Revise the stretch from the line containing "illuminated window ->" through the end of the entries, replacing "straight edges" with "linear edges" and leaving all else unchanged. Reproduce only those lines.
===
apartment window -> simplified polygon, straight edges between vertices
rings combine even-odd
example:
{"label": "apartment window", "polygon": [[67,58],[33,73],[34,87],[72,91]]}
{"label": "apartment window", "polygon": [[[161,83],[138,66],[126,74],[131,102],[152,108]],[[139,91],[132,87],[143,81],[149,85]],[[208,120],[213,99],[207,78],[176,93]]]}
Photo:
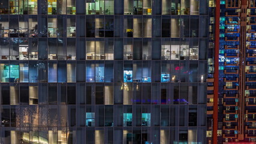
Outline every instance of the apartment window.
{"label": "apartment window", "polygon": [[126,39],[124,42],[124,60],[133,59],[133,45],[132,39]]}
{"label": "apartment window", "polygon": [[151,1],[125,0],[124,3],[124,14],[151,14]]}
{"label": "apartment window", "polygon": [[131,127],[132,124],[132,113],[123,114],[123,127]]}
{"label": "apartment window", "polygon": [[104,82],[105,80],[105,68],[104,63],[103,62],[96,63],[95,64],[96,68],[96,82]]}
{"label": "apartment window", "polygon": [[105,84],[104,86],[105,104],[114,104],[114,86],[111,84]]}
{"label": "apartment window", "polygon": [[67,37],[76,37],[76,17],[69,16],[67,18]]}
{"label": "apartment window", "polygon": [[48,14],[75,14],[76,1],[48,0]]}
{"label": "apartment window", "polygon": [[167,61],[163,61],[161,65],[161,82],[169,82],[170,80],[170,65]]}
{"label": "apartment window", "polygon": [[0,22],[0,37],[9,37],[8,17],[6,16],[1,16],[1,20]]}
{"label": "apartment window", "polygon": [[86,126],[95,127],[95,113],[86,113]]}
{"label": "apartment window", "polygon": [[19,65],[0,64],[1,82],[18,82],[19,79]]}
{"label": "apartment window", "polygon": [[38,104],[38,86],[29,86],[29,105],[34,105]]}
{"label": "apartment window", "polygon": [[[87,41],[87,60],[104,60],[105,43],[103,41]],[[111,56],[108,55],[108,56]],[[109,57],[108,58],[109,58]]]}
{"label": "apartment window", "polygon": [[87,14],[113,14],[114,0],[87,0]]}
{"label": "apartment window", "polygon": [[142,126],[150,127],[151,113],[142,113],[141,121]]}

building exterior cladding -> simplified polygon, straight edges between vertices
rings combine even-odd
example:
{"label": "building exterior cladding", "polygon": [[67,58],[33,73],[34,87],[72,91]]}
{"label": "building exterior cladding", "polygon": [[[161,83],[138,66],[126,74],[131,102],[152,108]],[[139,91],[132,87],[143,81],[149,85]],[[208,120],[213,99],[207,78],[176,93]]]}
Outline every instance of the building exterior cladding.
{"label": "building exterior cladding", "polygon": [[206,143],[207,1],[0,4],[0,143]]}
{"label": "building exterior cladding", "polygon": [[[212,40],[209,44],[215,43],[218,47],[215,50],[219,53],[215,58],[219,65],[215,67],[212,63],[209,67],[213,69],[214,67],[219,74],[216,77],[209,73],[209,89],[213,86],[213,82],[218,80],[218,83],[214,85],[217,92],[209,91],[207,98],[210,101],[217,98],[218,100],[214,101],[214,106],[208,104],[207,142],[255,142],[255,1],[215,2],[209,2],[212,4],[210,10],[216,10],[215,12],[219,15],[212,13],[210,23],[213,24],[212,20],[218,20],[219,31],[212,32],[215,32],[215,38],[218,38]],[[215,112],[218,110],[215,115],[213,109],[217,110]]]}

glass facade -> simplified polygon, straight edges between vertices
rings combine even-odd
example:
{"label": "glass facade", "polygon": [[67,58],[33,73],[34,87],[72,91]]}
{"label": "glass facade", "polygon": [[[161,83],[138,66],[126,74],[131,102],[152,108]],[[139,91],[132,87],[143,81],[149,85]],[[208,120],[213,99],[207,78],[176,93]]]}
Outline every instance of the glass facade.
{"label": "glass facade", "polygon": [[207,1],[0,4],[0,143],[206,143]]}

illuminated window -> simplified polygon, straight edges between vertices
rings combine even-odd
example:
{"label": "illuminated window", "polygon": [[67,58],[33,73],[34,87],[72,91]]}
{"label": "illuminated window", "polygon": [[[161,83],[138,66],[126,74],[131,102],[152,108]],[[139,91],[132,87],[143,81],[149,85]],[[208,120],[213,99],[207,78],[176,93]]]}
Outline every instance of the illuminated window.
{"label": "illuminated window", "polygon": [[144,113],[142,114],[142,126],[150,127],[151,114]]}
{"label": "illuminated window", "polygon": [[95,126],[95,113],[86,113],[86,126]]}
{"label": "illuminated window", "polygon": [[132,113],[124,113],[123,126],[131,127],[132,124]]}
{"label": "illuminated window", "polygon": [[212,131],[206,131],[206,137],[212,137]]}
===
◆ **Output below**
illuminated window -> simplified polygon, linear edges between vertices
rings combine even-odd
example:
{"label": "illuminated window", "polygon": [[67,58],[33,73],[34,87],[72,91]]}
{"label": "illuminated window", "polygon": [[[161,83],[138,66],[126,74],[131,102],[152,108]],[[139,91],[132,87],[143,81],[149,85]],[[208,120],[213,99],[207,78],[176,93]]]}
Outline every instance of the illuminated window.
{"label": "illuminated window", "polygon": [[144,113],[142,114],[142,126],[150,127],[151,114]]}
{"label": "illuminated window", "polygon": [[95,126],[95,113],[86,113],[86,126]]}
{"label": "illuminated window", "polygon": [[132,113],[124,113],[123,126],[131,127],[132,124]]}
{"label": "illuminated window", "polygon": [[212,131],[206,131],[206,137],[212,137]]}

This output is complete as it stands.